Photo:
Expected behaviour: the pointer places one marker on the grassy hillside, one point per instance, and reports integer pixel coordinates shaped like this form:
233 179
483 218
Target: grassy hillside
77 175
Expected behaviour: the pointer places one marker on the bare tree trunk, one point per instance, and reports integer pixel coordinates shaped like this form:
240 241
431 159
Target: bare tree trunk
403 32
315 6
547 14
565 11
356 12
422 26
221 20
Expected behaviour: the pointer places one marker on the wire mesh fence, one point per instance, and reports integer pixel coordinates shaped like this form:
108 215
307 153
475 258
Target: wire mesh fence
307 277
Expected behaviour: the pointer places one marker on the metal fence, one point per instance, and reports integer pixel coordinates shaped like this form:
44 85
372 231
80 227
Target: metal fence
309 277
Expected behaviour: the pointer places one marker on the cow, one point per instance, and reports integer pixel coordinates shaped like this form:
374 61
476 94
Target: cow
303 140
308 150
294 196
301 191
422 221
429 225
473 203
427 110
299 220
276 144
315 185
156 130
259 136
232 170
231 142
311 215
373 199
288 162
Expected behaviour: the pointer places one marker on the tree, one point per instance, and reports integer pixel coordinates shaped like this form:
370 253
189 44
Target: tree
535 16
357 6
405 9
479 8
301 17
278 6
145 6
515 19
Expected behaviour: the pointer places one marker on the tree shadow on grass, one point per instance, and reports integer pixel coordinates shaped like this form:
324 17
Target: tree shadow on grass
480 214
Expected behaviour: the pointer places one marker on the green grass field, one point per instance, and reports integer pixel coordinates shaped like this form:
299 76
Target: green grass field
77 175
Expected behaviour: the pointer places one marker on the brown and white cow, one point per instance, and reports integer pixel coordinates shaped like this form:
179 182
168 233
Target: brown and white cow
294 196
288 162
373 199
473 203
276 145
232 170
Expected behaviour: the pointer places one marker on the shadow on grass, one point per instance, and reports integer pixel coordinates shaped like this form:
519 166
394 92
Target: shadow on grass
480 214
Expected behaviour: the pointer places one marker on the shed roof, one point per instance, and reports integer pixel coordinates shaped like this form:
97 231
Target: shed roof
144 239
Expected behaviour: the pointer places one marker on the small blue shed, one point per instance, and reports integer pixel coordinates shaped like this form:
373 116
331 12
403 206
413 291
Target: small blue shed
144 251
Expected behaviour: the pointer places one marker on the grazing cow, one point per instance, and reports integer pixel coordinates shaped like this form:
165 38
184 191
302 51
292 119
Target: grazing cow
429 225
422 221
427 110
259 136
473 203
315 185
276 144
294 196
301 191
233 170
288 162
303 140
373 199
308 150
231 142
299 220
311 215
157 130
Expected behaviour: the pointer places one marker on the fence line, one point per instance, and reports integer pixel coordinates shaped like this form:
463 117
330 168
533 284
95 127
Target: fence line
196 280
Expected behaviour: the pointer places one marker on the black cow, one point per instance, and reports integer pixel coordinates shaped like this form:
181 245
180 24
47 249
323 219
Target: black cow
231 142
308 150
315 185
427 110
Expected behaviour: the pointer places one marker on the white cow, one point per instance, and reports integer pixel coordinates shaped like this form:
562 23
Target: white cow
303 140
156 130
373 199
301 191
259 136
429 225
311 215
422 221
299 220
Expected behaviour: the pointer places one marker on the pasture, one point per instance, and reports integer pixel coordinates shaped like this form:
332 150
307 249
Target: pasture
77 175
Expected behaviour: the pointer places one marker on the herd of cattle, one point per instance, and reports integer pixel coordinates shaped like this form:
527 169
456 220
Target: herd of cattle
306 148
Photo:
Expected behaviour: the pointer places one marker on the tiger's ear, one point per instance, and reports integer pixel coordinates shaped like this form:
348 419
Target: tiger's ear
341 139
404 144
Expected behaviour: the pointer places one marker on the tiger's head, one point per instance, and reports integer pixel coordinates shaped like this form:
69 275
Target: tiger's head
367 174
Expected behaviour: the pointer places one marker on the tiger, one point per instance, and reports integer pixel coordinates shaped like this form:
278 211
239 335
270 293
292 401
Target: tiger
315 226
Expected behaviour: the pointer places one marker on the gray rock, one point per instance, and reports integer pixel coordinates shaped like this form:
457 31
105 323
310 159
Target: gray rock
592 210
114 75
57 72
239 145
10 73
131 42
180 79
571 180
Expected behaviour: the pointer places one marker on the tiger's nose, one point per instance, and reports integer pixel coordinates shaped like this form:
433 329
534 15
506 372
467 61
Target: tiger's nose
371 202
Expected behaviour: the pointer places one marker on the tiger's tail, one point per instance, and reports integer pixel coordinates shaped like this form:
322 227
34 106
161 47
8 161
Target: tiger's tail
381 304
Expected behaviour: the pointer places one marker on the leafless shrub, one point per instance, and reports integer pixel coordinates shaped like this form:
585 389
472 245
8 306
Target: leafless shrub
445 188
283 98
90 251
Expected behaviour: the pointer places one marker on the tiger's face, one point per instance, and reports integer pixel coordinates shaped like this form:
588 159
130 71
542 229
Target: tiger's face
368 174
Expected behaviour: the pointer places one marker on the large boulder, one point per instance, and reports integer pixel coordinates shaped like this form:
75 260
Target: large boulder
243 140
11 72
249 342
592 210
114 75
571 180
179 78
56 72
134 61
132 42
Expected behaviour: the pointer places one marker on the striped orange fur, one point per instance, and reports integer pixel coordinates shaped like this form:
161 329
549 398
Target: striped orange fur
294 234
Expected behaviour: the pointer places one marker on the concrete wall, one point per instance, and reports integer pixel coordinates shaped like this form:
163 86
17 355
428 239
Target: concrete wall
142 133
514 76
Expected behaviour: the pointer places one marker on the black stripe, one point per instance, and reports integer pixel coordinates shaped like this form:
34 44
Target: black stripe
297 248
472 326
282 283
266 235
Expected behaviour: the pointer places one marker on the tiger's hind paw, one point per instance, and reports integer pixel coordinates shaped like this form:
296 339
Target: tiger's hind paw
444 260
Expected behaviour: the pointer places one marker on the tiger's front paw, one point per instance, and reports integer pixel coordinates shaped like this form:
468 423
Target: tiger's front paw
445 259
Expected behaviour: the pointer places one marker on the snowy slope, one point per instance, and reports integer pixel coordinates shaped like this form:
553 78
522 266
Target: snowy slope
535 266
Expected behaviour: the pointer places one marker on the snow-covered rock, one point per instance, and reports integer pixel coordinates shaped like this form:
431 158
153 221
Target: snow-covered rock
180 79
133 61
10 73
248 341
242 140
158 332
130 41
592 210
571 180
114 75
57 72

____________________

- Brief: Above are the records; copy all of them exactly.

- Solution to this task:
Photo:
Expected behaviour: the pointer places one marker on the grassy hillside, one point per instance, and reports integer pixel coordinates shaped like this form:
233 179
483 218
Target: grassy hillside
77 175
Expected behaviour: the pointer places one marker on the bare tree trunk, one point per instance, and reports integer pixel coordinates shaped like this form:
240 241
431 159
Target: bare tree trunk
403 32
315 6
547 14
565 11
356 12
422 26
221 20
Expected behaviour: the pointer places one marker on the wire mesh fence, one point per instance, and reports integer pixel coordinates shaped like this form:
108 215
307 153
475 258
Target: wire mesh fence
307 277
Expected behaviour: the pointer places one marker on the metal fence, one point per instance, and reports integer pixel coordinates shaped like this form:
44 85
372 231
80 227
Target: metal fence
309 277
Expected behaviour: the pointer places one marker on the cow, one point per instance, and reports integer pixel coordinates shaped like this form:
374 61
476 94
Target: cow
303 140
308 150
294 196
301 191
422 221
429 225
473 203
427 110
299 220
276 144
315 185
156 130
259 136
232 170
231 142
311 215
373 199
288 162
Expected behaviour: the pointer places one marker on the tree, one point per instance, and reports integer pixel coordinates shaped like this form:
370 253
189 44
Target: tree
535 16
357 6
405 9
479 8
301 17
278 6
145 6
515 19
Expected behaviour: the pointer places one marker on the tree shadow on grass, one point per instance, and reports integer pixel coordinates shaped like this form:
324 17
Target: tree shadow on grass
480 214
Expected behaviour: the pointer places one marker on the green grass field, one point per instance, and reports integer pixel coordinates shaped like this form:
299 76
Target: green grass field
77 175
Expected behaviour: the pointer places one marker on the brown and white cow, one point per instance, and reports integer pixel coordinates shaped like this form:
179 182
168 233
Target: brown and white cow
294 196
288 162
373 199
473 203
276 145
232 170
Expected behaviour: the pointer places one marker on the shadow on grass, one point per instance, and reports integer pixel coordinates shaped like this form:
519 166
394 92
Target: shadow on grass
480 214
Expected behaviour: the pointer places one marker on the shed roof, one point per instance, and reports integer pixel coordinates shaped like this form:
97 231
Target: shed roof
144 239
Expected behaviour: the pointer places one marker on the small blue shed, one point per instance, and reports integer pixel coordinates shaped like this form:
373 116
331 12
403 206
413 291
Target: small blue shed
144 251
Expected behaviour: the pointer places one marker on the grazing cow, one point per instance, and reports integer pixel coordinates shaped like this form:
165 38
184 191
302 51
292 119
Target: grazing cow
429 225
422 221
427 110
259 136
473 203
315 185
276 144
294 196
301 191
233 170
288 162
303 140
373 199
308 150
231 142
299 220
311 215
157 130
Expected behaviour: the pointer places one marker on the fence line, one point per instance, and reports integer pixel coordinates shaped like this form:
463 117
330 168
533 284
95 127
Target: fence line
196 280
Expected behaviour: the pointer places one marker on the black cow, one point per instance, and reports integer pixel coordinates shaped like this form:
181 245
180 24
47 249
323 219
Target: black cow
231 142
308 150
315 185
427 110
Expected behaviour: the pointer places one marker on the white cow, one point per instance, and reports integer pixel coordinates shaped like this form:
562 23
Target: white cow
303 140
156 130
373 199
301 191
259 136
429 225
311 215
422 221
299 220
Expected behaviour: the pointer places one marker on the pasture, one point per instance, and reports integer pixel coordinates shaped like this form:
332 150
307 249
Target: pasture
77 175
Expected behaviour: the pointer places one marker on the herd of cattle, one point per instance, and reports integer pixel coordinates shaped like this form:
527 169
456 220
Target: herd of cattle
306 148
Photo:
Expected behaviour: the pointer places one marker on the tiger's ear, one point per instance, and reports integer pixel coordinates shaped like this form:
348 419
Target: tiger's ear
341 139
404 144
Expected behaviour: the pointer places one marker on the tiger's head, one point per instance, and reports integer pixel coordinates shaped like this form:
69 275
Target: tiger's head
367 174
Expected behaviour: the pointer places one marker on the tiger, one point per instance, and reports integer pixel coordinates shaped like this form:
278 211
239 335
270 293
292 401
Target: tiger
315 226
Expected behaviour: the pointer places one marker on the gray rock, one point per instance, and reports integer pixel coordinates shaped like this form:
457 31
105 323
310 159
Target: gray rock
592 210
114 75
57 72
239 145
10 73
131 42
180 79
571 180
Expected behaviour: the pointer places one marker on the tiger's nose, one point per instance, and reports integer pixel coordinates shaped like this form:
433 329
534 15
506 372
467 61
Target: tiger's nose
371 202
Expected behaviour: the pointer places one marker on the tiger's tail, one point per instance, and reports integer pixel coordinates shaped like this form:
322 227
34 106
161 47
8 161
Target: tiger's tail
381 304
Expected behaviour: the pointer places one marker on the leafless shrub, one point per instance, and reports integer pixel coordinates shaped like this form:
585 389
472 245
8 306
Target: leafless shrub
445 188
283 98
90 251
Expected behaviour: the pointer places one marker on the tiger's face, one point per instance, and reports integer pixel coordinates shaped like this form:
588 159
130 71
542 229
Target: tiger's face
368 174
Expected behaviour: the pointer places one marker on the large boulder, one point per instance, and reports integer pixel coordinates shaped like this form:
75 260
Target: large boulder
243 140
11 72
249 342
592 210
114 75
571 180
179 78
56 72
134 61
132 42
Expected behaviour: the pointer places one marker on the striped orange fur, one point per instance, and reports integer pixel coordinates shaped like this form:
161 329
549 398
Target: striped orange fur
294 234
Expected behaviour: the pointer places one marker on the concrete wall, one point per instance, and reports integer pixel coordinates shaped like this form:
163 86
17 355
428 239
Target: concrete wall
142 133
514 76
Expected behaviour: the pointer places one marker on the black stripe, one point per instance, and reports integer pixel coordinates shaped like this form:
34 44
Target: black stripe
297 248
472 326
282 283
266 235
Expected behaviour: the pointer places one marker on the tiger's hind paw, one point per instance, and reports integer pixel coordinates shaped like this form:
296 339
Target: tiger's hind paw
444 260
Expected behaviour: the pointer places one marker on the tiger's front paw, one point per instance, and reports integer pixel coordinates shaped like this form:
468 423
Target: tiger's front paw
445 259
Expected behaviour: the pointer places one marker on the snowy slope, one point per instance, and reports integer pixel coordinates shaped like this form:
553 78
522 266
Target: snowy slope
535 266
Expected behaviour: the pointer places one marker on the snow-covered rock, one point per instance, and reports integer pixel coordinates shaped like this form:
431 158
153 221
Target: snow-covered rock
180 79
133 61
10 73
248 341
242 140
158 332
130 41
592 210
571 180
114 75
57 72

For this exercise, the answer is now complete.